Text for analysis:
--------------------------------------------------

The prospective client called and asked if we would meet him at his business. “Of course”, I said, since we advertise that “we will come to you”. Upon arrival, we asked to see “Jim”. (I use that name for confidentiality and I once heard a story about a mule named Jim)
Prospective client “Jim” came walking out, from behind his counter. He had a sledge hammer in his hand. That caught my attention and I half wondered if he thought that was how to negotiate a legal fee. He asked if we wanted to see his car first, before discussing the case. We followed him to the parking lot. Then, he began to raise the sledgehammer toward the car bumper and asked how much damage we wanted to his car, “to make the case worth more”.
Needless to say, except for the frightening memory of that event, I have no other story to tell about that case, as we quickly found ourselves travelling down the highway, without a client. I left him, his case and his sledgehammer behind.
The Virginia State Police are running a full page advertisement in the newspaper that honors eight of Virginia’s top fraud fighters. Each of the recipients of the Fraud Fighter Awards have taken some action to stop insurance fraud. They correctly state that, ultimately, everyone pays a price for insurance fraud. That’s why, when I see a mention of insurance fraud, my mind goes back to that sledgehammer story. I wonder if “Jim” is still out there. I suspect that he got rewarded in a way that he didn’t expect.

--------------------------------------------------

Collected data
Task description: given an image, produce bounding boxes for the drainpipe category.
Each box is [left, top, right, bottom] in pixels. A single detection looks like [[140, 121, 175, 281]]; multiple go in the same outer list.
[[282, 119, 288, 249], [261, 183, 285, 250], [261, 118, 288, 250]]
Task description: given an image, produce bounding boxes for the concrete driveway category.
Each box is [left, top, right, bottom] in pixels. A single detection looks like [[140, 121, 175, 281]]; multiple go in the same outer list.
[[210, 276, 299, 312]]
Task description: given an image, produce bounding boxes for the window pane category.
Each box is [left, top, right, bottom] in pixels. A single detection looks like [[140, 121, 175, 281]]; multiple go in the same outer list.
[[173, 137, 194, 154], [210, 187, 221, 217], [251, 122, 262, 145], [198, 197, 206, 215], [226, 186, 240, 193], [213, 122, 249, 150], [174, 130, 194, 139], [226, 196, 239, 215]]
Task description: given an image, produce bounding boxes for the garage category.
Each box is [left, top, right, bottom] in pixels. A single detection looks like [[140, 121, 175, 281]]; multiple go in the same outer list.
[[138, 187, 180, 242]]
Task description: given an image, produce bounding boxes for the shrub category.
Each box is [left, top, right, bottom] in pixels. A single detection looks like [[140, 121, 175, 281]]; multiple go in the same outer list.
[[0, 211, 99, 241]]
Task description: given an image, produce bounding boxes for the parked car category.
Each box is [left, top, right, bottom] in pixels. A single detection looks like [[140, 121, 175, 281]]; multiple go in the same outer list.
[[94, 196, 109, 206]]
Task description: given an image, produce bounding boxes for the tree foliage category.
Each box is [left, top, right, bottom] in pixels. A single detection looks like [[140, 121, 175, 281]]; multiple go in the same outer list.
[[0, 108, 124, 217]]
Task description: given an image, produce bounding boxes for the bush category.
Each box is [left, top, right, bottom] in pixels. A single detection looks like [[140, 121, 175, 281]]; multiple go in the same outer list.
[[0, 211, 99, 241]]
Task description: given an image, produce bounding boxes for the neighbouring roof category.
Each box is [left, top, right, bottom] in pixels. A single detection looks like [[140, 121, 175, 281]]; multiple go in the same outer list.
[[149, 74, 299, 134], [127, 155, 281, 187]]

--------------------------------------------------

In the sledgehammer account above, why did the narrator agree to meet the prospective client at his business?

The narrator agreed because the firm advertises that "we will come to you."